+++ EXTRACTED TEXT

5 Things I Wish I Knew Before Going To A Moroccan Hammam

July 7, 2018 (updated May 9, 2023) — Written by

Le Bain Bleu moroccan hammam

This summer my hubs and I spent 4 days in Marrakech, Morocco and I got to check “get a Moroccan Hammam” off my bucket list. I know, I know, it was tough but someone had to do it! 

By: Lisa Fennessy

The word hammam means “the spreader of warmth” in Arabic. This is telling because essentially a hammam is getting scrubbed down/cleansed in a very warm room. A hammam is predicated on the idea of having places of extreme cleanliness – where purifying the body goes hand-in-hand with purifying the soul. And around 600 AD, hammams also became places where major life events were celebrated and bathing rituals incorporated into weddings and births. 

You can find hammams of all different shapes, sizes and price-points in Marrakech. In fact if you stay at a riad (a cross between a boutique hotel and a bed and breakfast – we stayed at this one), you may even be able to get one there.  The hammam is one of five obligatory institutions found in every Moroccan neighborhood along with the communal bakery, a fountain, a school and the mosque.

a moroccan hammam hot stone room is very basic and geometric
The hot treatment room at Le Bain Bleu Hammam in Marrakech, Morocco

There are two different kinds of hammams; public and private. A public hammam is traditionally single-sex with men and women having separate bathhouses or bathing times.

It’s also a more traditional, community based, gathering spot where and friends, family and children come once a week to get clean and catch up on the latest. If you opt for a public hammam you will most likely get a kit that includes a mat to lie on, some black soap and an exfoliating glove when you enter. Then you can proceed and either clean yourself or hire someone to exfoliate you. As a first-timer, I’m like; Where do I go? What do I do? Do I lie down? Sit? How long does the soap stay on? Are there rules to being naked? What about eye contact!? So basically what I’m trying to say is I totally chickened out and chose the hand-held experience of a private hammam.

A private hammam is more like a treatment at a spa. You check in at the front desk, lock your belongings in a locker, robes are doled out, you can opt for a private room, spa music plays, mint tea is flowing and it’s designed to be peaceful and relaxing.

++++++

### EXERCISE DIRECTIONS
Continue the article on Moroccan hammams, starting after its final sentence about the relaxing atmosphere of a private hammam.

+++ MATERIAL PROVIDED

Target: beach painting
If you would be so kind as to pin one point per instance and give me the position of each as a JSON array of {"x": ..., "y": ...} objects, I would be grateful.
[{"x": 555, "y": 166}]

++++++

### WRITTEN REPLY
hammam relaxation room has bed chairs to lay down on and relax
The relaxation room at Le Bain Bleu Marrakech, Morocco. My legs on the right, Jason’s on the left incase you couldn’t tell!

The hammam experience happens between three basic rooms. A warmer waiting room with a plunge pool. The warm stone treatment room. And the cool relaxation room. Visitors move through these rooms where temperature changes stimulate blood flow and encourage the body to sweat out impurities. The basic layout of my experience looked something like this:

  • Check in and get escorted to the locker room 
  • Change and lock belongings with provided locker and lock (curse because you didn’t bringing your own bathing suit bottoms – see below)
  • Get escorted to the co-ed quiet waiting room with plunge pool
  • Wait
  • Get called into the warm stone wet room (this is a private room or you can opt for a shared room with your friend/partner)
  • 45 mins of rest, sweat/detox, scrubbing + body masks
  • Soak in waiting room plunge pool for 5-10 minutes to get any remaining product off
  • Robe up
  • Get escorted back to a cool relaxation room to chill and wait for massage
  • 45 min massage (private or you can opt for a shared room with your friend/partner)
  • Back to relaxation room for biscuits and mint tea
  • Leave when ready

If you decide to go, here are a couple things I wish I knew before diving in.

1. You Are Going To Get Naked – BYOB Sister

If you get a full hammam experience it happens in two parts; a scrub and a massage. You can also order these separate but if you are doing it, just go for the traditional experience and get both! The first part is the warm wet room scrub/mask/relax/detox (45 mins) and the second part is the massage (45 mins). You are naked for both. The rest of the time you are in a plush robe.

Apparently you can bring your own bathing suit bottoms and wear that for the scrub (file under: Things that would have been nice to know yesterday!) But if you show up empty handed, they will give you a little pair of undies that look like this. Nothing for your chest. Men get disposable paper/cloth shorts.

complimentary paper undies they give you for the hammam experience
Complimentary tiny paper undies.

2. Expect A FULL BODY Scrub Down

I’m talking boobs, butts, belly buttons – everything! I also feel the need to note this is the first and maybe last time I actually pay to have someone rub down my boobs. I mean, I knew I signed up for a full body scrub but I was surprised at ALL the parts they really hit. And HARD! This was an aggressive scrubbing. Armpits, neck…even your face! (But to be fair, they did ask permission to scrub my face and they used a very light pressure). They even shampoo and condition your hair!

For the scrubber they use a glove or exfoliating mitt called a kessa. It’s kind of like a mesh mitt and some of them are made of goat hair. I really liked that they let you take it home with you too. (No reusing!)

steaming naked in a hammam
These are my sister’s feet. Not mine. I didn’t want to interrupt her relaxation to take a pic of me. How nice am I!?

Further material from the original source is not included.